• [EXTRACTED TEXT]
* * *

Ross Group is passionate about historic rehabilitation projects and bringing old buildings back to life. One of the key ways we do this is by working with a team of experts to maintain historic building features and ensure they are returned to a historically accurate, if not their original, state. For example, on our well-known Tulsa Club renovation, terrazzo was the primary flooring used throughout the building. Despite terrazzo’s durability, years without proper maintenance took a toll. Much of the original 1920s terrazzo was chipped or pitted and had lost its overall finish. We were able to work with our specialty flooring installers to seamlessly match the terrazzo chips, which allowed us to patch the damaged areas and refurbish the existing terrazzo to its original state.
We continue to focus on historic projects and are currently working on restoring the nearly 100-year-old stained glass windows in a Tulsa church. There are 131 stained glass panels with almost 5,500 individual glass pieces, featuring a variety of glass types and colors. As you can imagine, this is a very delicate and detailed process. The easiest option would be to simply remove and replace all the windows with new glass. But Ross Group doesn’t take the easy way out, particularly when it comes to maintaining the history of a building. Project Manager Eric Leisering sat down with us to discuss the historical significance of these windows and what the restoration process will look like.

* * *

• [COLLECTED MATERIAL]

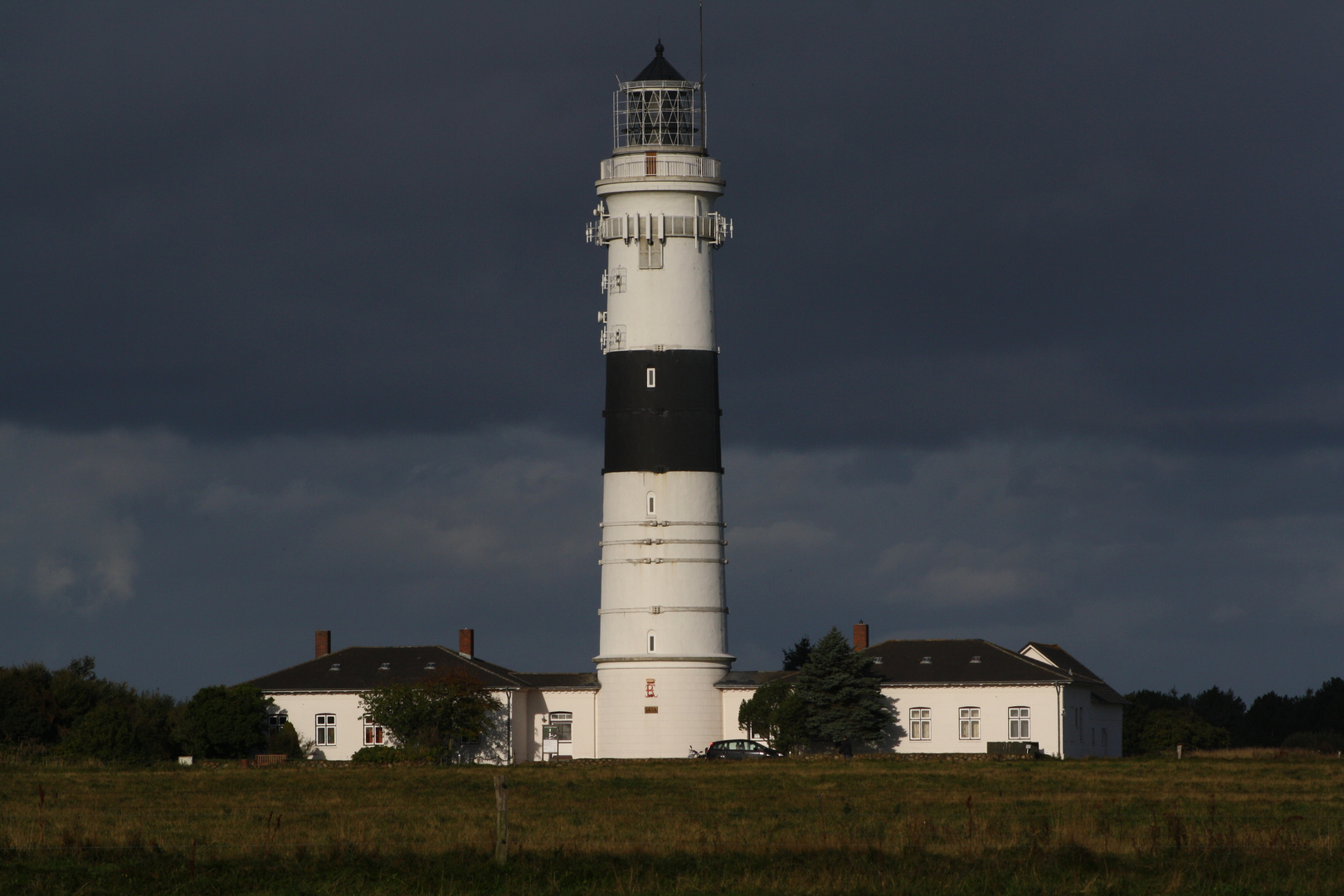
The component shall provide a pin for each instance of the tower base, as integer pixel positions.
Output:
(659, 709)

* * *

• [INSTRUCTION] Return the part of the historic rehabilitation text that opens with the words containing "Ross Group is" and closes with "its original state.", copied word for word.

• [COMPLETED TASK]
Ross Group is passionate about historic rehabilitation projects and bringing old buildings back to life. One of the key ways we do this is by working with a team of experts to maintain historic building features and ensure they are returned to a historically accurate, if not their original, state. For example, on our well-known Tulsa Club renovation, terrazzo was the primary flooring used throughout the building. Despite terrazzo’s durability, years without proper maintenance took a toll. Much of the original 1920s terrazzo was chipped or pitted and had lost its overall finish. We were able to work with our specialty flooring installers to seamlessly match the terrazzo chips, which allowed us to patch the damaged areas and refurbish the existing terrazzo to its original state.